■ **Exercise data**
------------
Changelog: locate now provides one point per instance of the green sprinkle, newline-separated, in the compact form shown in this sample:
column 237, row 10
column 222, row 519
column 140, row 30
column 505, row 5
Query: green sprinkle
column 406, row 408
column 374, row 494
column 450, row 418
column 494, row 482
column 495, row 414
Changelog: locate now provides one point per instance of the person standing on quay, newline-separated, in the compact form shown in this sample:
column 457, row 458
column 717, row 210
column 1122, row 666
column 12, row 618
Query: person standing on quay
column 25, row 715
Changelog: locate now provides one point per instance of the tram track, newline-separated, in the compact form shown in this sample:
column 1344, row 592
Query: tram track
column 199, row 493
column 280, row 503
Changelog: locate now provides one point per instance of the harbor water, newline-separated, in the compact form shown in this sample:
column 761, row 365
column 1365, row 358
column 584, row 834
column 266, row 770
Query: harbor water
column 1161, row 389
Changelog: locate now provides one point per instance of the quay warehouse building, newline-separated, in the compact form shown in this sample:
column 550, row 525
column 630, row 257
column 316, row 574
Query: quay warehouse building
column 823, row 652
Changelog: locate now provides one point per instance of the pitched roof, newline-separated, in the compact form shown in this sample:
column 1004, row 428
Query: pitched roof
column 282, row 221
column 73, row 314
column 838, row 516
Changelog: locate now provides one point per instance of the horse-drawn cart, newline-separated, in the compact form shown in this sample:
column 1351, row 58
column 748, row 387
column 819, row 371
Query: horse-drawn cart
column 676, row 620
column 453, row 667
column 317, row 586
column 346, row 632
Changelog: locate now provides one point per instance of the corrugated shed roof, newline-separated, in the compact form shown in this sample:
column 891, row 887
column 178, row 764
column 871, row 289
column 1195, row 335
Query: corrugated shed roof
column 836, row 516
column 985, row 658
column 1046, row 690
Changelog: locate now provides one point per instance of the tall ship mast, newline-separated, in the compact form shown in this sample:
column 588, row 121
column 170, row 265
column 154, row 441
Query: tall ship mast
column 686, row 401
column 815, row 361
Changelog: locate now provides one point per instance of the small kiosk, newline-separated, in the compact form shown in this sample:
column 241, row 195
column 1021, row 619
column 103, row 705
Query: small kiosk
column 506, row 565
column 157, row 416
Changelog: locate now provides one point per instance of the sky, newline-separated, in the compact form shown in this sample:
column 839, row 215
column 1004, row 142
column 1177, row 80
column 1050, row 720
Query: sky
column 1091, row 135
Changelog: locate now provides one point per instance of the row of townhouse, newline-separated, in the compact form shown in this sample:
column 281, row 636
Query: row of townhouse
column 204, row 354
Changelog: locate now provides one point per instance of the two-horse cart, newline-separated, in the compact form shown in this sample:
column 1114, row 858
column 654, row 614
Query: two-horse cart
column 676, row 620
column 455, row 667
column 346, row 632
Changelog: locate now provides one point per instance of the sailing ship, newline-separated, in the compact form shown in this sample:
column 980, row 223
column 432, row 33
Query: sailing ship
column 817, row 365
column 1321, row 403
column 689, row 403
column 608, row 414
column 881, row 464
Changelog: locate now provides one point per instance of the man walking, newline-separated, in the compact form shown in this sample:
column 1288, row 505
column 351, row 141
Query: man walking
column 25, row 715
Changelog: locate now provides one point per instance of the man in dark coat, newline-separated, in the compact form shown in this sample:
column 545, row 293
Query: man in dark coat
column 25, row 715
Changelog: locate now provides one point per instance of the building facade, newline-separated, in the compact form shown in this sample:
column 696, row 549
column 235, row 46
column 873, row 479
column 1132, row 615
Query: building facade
------------
■ **Task directions**
Your task is to print all of the records exactly.

■ **Expected answer**
Changelog: locate now provides one point per instance of the green sprinkle, newline-separated, in the compact form shown in this sample:
column 237, row 10
column 222, row 519
column 140, row 30
column 505, row 5
Query: green sprinkle
column 406, row 408
column 374, row 494
column 450, row 418
column 494, row 482
column 495, row 414
Changelog: locate now provides one point per instance of the person standing on quay, newline-separated, in the compact form shown in this sample:
column 457, row 458
column 717, row 210
column 1122, row 666
column 12, row 618
Query: person standing on quay
column 25, row 715
Changelog: locate now provides one point per instance of the tram track, newline-separated, in the compact form shown in this sample:
column 1344, row 592
Query: tram track
column 199, row 493
column 280, row 503
Changelog: locate now provides one point per instance of the harbor water, newline-separated, in the compact form shown in this sample:
column 761, row 365
column 1365, row 358
column 584, row 834
column 266, row 770
Query: harbor water
column 1161, row 389
Changelog: locate now provides one point per instance of the quay warehouse building, newline-separated, in the compact form shown in this sample:
column 550, row 525
column 630, row 257
column 316, row 574
Query: quay warehouse building
column 823, row 652
Changelog: locate now provides one point per instance of the pitched roof, newline-separated, in the compact form shown in this sample:
column 1004, row 428
Query: pitched roof
column 282, row 221
column 73, row 314
column 838, row 516
Changelog: locate now provides one point per instance of the horse-drawn cart, newline-separated, in the compact form shown in this sample:
column 1351, row 58
column 748, row 387
column 819, row 371
Query: horse-drawn cart
column 676, row 620
column 453, row 667
column 317, row 586
column 346, row 632
Changelog: locate now provides one point per instance of the corrugated shed roof, newline-separated, in the compact form shown in this sample:
column 891, row 887
column 178, row 764
column 871, row 289
column 1195, row 335
Query: corrugated shed roof
column 836, row 516
column 985, row 658
column 1046, row 690
Changelog: locate now provides one point per instance of the tall ship mast, newline-separated, in the compact form shown in this sample:
column 588, row 121
column 170, row 265
column 154, row 441
Query: tall ship mast
column 686, row 401
column 815, row 361
Changelog: locate now provides one point per instance of the small kiosk, newline-separated, in the compact form shown in this sample:
column 241, row 195
column 1021, row 619
column 103, row 705
Query: small kiosk
column 506, row 565
column 157, row 416
Changelog: locate now provides one point per instance of the sky, newline-separated, in the compact form shown in this sample:
column 839, row 215
column 1004, row 142
column 1177, row 80
column 1050, row 720
Query: sky
column 1091, row 135
Changelog: locate now provides one point per instance of the row of townhouse, newline-separated, in the compact form shown in this sample:
column 281, row 636
Query: row of townhouse
column 204, row 354
Changelog: locate now provides one point per instance of the two-horse cart, newline-separated, in the compact form shown in this sample:
column 1114, row 858
column 654, row 614
Query: two-horse cart
column 676, row 620
column 455, row 667
column 346, row 632
Changelog: locate now provides one point per instance of the sailing ship, newline-separated, in the compact form shown in this sample:
column 980, row 223
column 432, row 33
Query: sailing ship
column 817, row 365
column 1321, row 403
column 689, row 403
column 608, row 414
column 881, row 464
Changelog: locate now provides one point per instance of the man walking, newline-separated, in the compact form shown in this sample:
column 1288, row 505
column 351, row 141
Query: man walking
column 25, row 715
Changelog: locate now provides one point per instance of the man in dark coat, newline-separated, in the compact form shown in this sample:
column 545, row 293
Query: man in dark coat
column 25, row 715
Changelog: locate now provides one point per instance of the building facade, newline-separated, in the compact form shown in this sample:
column 696, row 549
column 235, row 46
column 873, row 479
column 1132, row 615
Query: building facade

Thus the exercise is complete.